# TO-DO ITEM A
Show every line of the records below that contains the string "negative". Case counts.
═════ READING PASSAGE
Let $ \Omega$ be an open bounded domain with a boundary $ \partial\Omega$ . Consider the following Neumann eigenvalue problem for Laplacian: find $ (\phi_n,\lambda_n)\in H^1(\Omega)\times \mathbb{R}$ \begin{align*} -\Delta \phi_n& = \lambda_n \phi_n\quad \mbox{in }\Omega,\ \frac{\partial \phi_n}{\partial \nu} & = 0 \quad \mbox{on }\partial\Omega. \end{align*}

Now by spectral theory (see the notes at here https://faculty.math.illinois.edu/~laugesen/595Lectures.pdf), it is known that the sequence of eigenfunctions $ \phi_n$ (ordered nondecreasingly by the eigenvalues, with multiplicity counted) can be taken to be a complete orthonormal basis in $ L^2(\Omega)$ , and also forms a complete orthogonal basis in $ H^1(\Omega)$ . Thus any function $ u\in H^1(\Omega)$ can be expanded into \begin{equation*} u = \sum_{n=1}^\infty (u,\phi_n)_{L^2(\Omega)}\phi_n\quad \mbox{in } L^2(\Omega), \end{equation*} and this expansion holds also in $ H^1(\Omega)$ , since $ u\in H^1(\Omega)$ by assumption.
══════════
═════ THE INPUT
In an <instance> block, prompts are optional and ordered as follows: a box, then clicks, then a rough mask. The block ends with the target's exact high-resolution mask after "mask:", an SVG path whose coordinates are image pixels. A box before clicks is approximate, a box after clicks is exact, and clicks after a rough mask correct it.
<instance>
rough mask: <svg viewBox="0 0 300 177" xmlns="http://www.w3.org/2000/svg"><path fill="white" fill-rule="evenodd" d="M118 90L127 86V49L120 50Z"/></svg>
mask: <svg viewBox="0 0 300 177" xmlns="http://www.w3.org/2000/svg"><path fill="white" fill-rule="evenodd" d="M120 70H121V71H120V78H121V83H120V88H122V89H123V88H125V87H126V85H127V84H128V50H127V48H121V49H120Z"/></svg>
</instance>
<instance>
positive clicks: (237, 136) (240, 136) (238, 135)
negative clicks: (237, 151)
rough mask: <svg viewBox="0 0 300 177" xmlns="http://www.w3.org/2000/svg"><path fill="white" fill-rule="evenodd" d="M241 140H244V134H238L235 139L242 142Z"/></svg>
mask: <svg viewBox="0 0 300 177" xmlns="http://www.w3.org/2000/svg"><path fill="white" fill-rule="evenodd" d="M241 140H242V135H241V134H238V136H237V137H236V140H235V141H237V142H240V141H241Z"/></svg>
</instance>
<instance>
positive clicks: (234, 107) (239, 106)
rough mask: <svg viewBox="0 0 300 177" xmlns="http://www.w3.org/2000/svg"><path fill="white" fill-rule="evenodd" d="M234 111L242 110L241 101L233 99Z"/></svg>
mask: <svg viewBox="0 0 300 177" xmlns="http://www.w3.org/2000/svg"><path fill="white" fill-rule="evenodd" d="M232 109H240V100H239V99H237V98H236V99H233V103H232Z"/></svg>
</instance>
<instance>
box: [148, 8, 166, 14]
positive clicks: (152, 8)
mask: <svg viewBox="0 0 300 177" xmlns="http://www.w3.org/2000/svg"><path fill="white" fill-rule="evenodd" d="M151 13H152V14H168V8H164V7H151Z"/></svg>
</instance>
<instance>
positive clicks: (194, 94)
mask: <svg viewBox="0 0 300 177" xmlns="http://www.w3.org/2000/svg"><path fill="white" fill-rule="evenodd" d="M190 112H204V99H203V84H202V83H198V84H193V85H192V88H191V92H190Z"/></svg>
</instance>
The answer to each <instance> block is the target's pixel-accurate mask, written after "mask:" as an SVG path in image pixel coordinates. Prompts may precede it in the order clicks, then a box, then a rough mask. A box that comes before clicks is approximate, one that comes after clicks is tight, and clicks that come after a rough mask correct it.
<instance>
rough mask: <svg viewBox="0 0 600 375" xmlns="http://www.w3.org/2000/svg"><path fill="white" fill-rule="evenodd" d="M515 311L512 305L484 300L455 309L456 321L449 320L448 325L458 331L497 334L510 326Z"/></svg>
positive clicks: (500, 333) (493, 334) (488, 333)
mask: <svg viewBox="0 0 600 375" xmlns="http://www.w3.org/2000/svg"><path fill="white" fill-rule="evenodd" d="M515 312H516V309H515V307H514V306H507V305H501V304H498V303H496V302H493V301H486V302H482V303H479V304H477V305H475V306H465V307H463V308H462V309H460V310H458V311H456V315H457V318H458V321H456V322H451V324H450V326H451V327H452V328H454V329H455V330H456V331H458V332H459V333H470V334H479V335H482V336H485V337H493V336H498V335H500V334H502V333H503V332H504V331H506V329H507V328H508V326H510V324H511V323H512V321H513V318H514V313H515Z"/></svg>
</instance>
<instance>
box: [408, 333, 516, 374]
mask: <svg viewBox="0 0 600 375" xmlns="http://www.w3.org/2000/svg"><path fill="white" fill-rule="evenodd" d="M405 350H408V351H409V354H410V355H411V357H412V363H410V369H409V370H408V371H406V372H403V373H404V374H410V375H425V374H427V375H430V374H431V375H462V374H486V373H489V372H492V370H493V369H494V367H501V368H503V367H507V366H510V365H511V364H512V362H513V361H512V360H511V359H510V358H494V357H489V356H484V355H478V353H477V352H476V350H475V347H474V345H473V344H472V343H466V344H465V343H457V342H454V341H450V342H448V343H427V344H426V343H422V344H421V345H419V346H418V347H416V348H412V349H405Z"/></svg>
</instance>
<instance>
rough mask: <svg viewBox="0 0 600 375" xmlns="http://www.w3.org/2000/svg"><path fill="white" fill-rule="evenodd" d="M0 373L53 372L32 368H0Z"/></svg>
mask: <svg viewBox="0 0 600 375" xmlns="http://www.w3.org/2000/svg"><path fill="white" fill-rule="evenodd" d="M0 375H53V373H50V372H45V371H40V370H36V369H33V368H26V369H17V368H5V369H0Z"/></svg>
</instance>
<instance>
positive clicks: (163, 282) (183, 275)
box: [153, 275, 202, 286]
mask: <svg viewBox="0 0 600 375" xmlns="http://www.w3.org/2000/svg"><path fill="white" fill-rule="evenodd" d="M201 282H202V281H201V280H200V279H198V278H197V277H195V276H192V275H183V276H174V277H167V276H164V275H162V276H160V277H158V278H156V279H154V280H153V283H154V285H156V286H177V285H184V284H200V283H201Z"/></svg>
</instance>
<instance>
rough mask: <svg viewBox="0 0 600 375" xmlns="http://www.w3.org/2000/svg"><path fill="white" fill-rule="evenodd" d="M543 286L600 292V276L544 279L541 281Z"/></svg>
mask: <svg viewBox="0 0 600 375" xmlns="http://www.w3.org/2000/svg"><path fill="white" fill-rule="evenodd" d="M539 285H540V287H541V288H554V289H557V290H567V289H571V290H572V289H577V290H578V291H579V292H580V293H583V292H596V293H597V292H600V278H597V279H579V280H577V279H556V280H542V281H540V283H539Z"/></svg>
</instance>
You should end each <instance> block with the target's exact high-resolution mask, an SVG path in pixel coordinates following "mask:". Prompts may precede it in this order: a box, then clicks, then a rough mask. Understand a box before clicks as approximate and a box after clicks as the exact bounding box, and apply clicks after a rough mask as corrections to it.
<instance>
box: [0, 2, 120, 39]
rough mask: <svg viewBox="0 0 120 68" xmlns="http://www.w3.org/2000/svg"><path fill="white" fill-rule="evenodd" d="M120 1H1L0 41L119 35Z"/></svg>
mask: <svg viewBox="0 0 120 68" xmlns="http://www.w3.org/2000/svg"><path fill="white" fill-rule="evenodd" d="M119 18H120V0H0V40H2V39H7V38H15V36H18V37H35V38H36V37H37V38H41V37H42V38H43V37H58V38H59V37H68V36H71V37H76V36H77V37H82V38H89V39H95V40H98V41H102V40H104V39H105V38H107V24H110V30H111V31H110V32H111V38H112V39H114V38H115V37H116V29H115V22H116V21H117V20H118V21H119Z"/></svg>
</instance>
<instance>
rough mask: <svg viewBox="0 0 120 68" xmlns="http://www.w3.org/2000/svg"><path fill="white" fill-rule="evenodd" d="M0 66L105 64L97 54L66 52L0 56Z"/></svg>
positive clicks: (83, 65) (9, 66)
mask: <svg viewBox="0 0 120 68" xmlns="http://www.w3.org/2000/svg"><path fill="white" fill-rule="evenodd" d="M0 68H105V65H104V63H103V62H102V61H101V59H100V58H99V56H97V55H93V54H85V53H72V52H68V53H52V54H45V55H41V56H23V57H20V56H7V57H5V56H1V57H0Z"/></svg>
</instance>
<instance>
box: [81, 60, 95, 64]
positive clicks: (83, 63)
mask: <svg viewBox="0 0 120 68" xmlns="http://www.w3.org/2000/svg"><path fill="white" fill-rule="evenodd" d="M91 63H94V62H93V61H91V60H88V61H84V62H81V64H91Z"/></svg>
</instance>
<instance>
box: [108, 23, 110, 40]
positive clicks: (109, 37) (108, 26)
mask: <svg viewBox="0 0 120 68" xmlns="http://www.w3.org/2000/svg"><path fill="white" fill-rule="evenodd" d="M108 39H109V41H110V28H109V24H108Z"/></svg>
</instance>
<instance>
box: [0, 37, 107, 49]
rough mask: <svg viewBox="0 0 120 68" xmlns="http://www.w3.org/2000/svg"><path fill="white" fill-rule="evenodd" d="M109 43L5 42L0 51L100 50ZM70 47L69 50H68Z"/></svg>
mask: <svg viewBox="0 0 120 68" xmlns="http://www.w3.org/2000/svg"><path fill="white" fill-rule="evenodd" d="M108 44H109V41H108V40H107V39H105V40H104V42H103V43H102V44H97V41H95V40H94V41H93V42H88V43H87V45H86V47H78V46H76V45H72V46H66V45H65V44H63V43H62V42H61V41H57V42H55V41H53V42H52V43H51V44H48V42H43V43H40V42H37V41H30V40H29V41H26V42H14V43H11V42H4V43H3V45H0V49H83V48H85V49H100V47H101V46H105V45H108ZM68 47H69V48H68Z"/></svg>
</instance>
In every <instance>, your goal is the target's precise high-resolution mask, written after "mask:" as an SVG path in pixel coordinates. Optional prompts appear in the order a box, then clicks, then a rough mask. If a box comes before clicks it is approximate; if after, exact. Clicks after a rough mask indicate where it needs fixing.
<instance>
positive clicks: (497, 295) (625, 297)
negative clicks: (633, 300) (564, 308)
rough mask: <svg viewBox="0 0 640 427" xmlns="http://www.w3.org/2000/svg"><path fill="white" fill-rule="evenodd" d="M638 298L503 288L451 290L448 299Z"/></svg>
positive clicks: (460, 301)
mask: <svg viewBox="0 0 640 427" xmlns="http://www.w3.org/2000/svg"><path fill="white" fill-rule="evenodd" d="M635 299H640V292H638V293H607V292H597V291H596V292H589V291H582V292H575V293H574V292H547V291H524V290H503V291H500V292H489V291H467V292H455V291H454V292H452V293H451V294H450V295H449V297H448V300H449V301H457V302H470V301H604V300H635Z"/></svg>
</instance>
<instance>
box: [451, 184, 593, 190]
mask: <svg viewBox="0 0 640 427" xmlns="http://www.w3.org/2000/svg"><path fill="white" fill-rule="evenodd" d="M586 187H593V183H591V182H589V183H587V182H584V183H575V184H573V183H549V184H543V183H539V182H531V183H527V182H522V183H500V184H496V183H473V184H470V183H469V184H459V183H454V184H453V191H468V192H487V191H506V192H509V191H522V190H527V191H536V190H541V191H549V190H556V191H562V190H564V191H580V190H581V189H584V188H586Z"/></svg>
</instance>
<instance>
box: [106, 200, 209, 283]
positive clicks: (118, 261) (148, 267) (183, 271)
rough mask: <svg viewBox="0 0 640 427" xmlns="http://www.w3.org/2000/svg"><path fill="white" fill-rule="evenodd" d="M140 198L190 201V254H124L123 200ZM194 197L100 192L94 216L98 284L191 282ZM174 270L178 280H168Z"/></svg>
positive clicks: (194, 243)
══════════
# TO-DO ITEM B
Quote the passage on the Neumann eigenvalue problem above in full, word for word.

# RESPONSE AREA A
negative clicks: (237, 151)
negative clicks: (633, 300) (564, 308)

# RESPONSE AREA B
Let $ \Omega$ be an open bounded domain with a boundary $ \partial\Omega$ . Consider the following Neumann eigenvalue problem for Laplacian: find $ (\phi_n,\lambda_n)\in H^1(\Omega)\times \mathbb{R}$ \begin{align*} -\Delta \phi_n& = \lambda_n \phi_n\quad \mbox{in }\Omega,\ \frac{\partial \phi_n}{\partial \nu} & = 0 \quad \mbox{on }\partial\Omega. \end{align*}

Now by spectral theory (see the notes at here https://faculty.math.illinois.edu/~laugesen/595Lectures.pdf), it is known that the sequence of eigenfunctions $ \phi_n$ (ordered nondecreasingly by the eigenvalues, with multiplicity counted) can be taken to be a complete orthonormal basis in $ L^2(\Omega)$ , and also forms a complete orthogonal basis in $ H^1(\Omega)$ . Thus any function $ u\in H^1(\Omega)$ can be expanded into \begin{equation*} u = \sum_{n=1}^\infty (u,\phi_n)_{L^2(\Omega)}\phi_n\quad \mbox{in } L^2(\Omega), \end{equation*} and this expansion holds also in $ H^1(\Omega)$ , since $ u\in H^1(\Omega)$ by assumption.